-- Exercise goal --
Copy the rows again, starting at the line containing "drawn like (387,129)." and ending at the last row, with "light switch plate" swapped for "wall switch cover" and everything else left unchanged. Give only those rows.
====
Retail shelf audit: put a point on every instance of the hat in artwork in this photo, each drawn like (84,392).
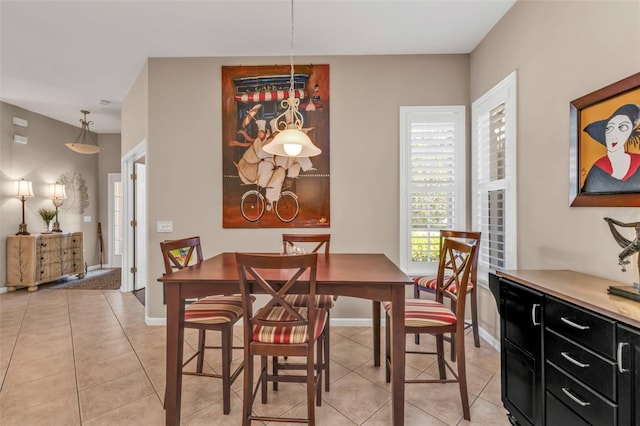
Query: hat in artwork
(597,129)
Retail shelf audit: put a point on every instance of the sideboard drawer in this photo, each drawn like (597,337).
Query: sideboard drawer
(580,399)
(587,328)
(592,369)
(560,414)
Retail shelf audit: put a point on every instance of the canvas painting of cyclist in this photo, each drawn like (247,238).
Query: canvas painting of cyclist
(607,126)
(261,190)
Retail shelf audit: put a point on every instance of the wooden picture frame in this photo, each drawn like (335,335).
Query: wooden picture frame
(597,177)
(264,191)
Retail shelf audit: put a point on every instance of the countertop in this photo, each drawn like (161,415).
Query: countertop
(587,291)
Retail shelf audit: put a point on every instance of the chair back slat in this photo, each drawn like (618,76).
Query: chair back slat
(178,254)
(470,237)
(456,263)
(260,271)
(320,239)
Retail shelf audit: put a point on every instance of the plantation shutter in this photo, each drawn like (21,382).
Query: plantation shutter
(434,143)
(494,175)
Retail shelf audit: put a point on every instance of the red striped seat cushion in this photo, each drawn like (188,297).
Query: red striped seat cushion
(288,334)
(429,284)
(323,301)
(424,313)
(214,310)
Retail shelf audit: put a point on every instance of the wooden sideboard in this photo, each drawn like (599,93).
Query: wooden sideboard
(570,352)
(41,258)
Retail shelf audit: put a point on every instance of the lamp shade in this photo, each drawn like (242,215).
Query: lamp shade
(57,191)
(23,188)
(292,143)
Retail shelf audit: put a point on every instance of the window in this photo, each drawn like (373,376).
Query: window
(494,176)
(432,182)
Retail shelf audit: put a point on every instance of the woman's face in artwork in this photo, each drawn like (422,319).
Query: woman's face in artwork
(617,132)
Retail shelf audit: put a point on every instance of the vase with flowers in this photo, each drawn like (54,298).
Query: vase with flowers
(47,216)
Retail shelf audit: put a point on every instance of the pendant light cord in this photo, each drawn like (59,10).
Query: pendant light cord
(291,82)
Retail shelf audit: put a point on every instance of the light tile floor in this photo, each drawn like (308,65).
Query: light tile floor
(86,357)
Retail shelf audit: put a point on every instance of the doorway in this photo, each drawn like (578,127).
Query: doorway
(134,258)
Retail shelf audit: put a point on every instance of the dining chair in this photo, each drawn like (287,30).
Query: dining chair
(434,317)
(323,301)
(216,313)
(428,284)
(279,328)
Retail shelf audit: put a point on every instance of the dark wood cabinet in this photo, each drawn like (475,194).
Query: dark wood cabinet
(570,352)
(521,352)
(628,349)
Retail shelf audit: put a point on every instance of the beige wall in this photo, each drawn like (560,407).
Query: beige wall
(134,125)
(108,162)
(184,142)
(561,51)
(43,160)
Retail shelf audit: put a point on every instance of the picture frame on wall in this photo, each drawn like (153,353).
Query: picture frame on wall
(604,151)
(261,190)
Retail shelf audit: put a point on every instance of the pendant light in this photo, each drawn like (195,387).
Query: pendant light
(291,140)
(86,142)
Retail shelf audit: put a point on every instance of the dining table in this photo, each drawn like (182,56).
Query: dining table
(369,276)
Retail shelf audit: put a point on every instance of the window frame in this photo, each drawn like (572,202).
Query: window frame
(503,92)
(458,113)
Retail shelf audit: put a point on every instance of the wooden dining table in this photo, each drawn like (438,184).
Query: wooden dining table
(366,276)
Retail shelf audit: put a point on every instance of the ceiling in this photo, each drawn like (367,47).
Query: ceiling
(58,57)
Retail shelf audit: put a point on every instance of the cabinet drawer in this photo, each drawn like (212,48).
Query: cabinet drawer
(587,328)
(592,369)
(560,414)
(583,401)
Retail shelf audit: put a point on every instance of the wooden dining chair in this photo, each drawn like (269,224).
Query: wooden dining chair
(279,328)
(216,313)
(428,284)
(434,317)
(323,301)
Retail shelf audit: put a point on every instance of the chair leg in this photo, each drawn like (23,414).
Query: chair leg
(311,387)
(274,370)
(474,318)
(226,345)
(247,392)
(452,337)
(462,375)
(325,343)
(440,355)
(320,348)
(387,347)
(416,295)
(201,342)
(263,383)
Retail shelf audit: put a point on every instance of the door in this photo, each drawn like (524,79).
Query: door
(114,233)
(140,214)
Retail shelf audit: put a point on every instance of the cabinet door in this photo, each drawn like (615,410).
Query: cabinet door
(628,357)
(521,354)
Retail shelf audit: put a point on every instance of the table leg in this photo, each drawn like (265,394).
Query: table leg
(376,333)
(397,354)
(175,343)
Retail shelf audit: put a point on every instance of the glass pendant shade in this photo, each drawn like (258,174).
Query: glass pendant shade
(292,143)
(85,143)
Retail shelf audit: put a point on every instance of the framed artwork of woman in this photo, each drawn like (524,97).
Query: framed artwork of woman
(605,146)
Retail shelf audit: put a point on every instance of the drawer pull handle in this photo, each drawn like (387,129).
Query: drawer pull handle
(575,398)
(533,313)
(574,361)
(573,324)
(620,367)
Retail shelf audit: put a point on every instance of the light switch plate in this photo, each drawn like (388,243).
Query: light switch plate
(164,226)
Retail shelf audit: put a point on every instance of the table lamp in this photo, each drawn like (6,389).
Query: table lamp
====
-- Answer --
Retail shelf audit: put a point on every instance of the drawer pull handle in this photo, each drawn like (387,129).
Query: drawer pull handle
(575,398)
(533,313)
(574,361)
(573,324)
(620,367)
Retail shelf audit: put a point on every instance of the wall switch cover in this photo, each drawn like (388,243).
Query: wall switch cover
(164,226)
Retail shelf audit: put a point on every instance of the table lamp in this photo, each drawn like (6,389).
Query: table lamp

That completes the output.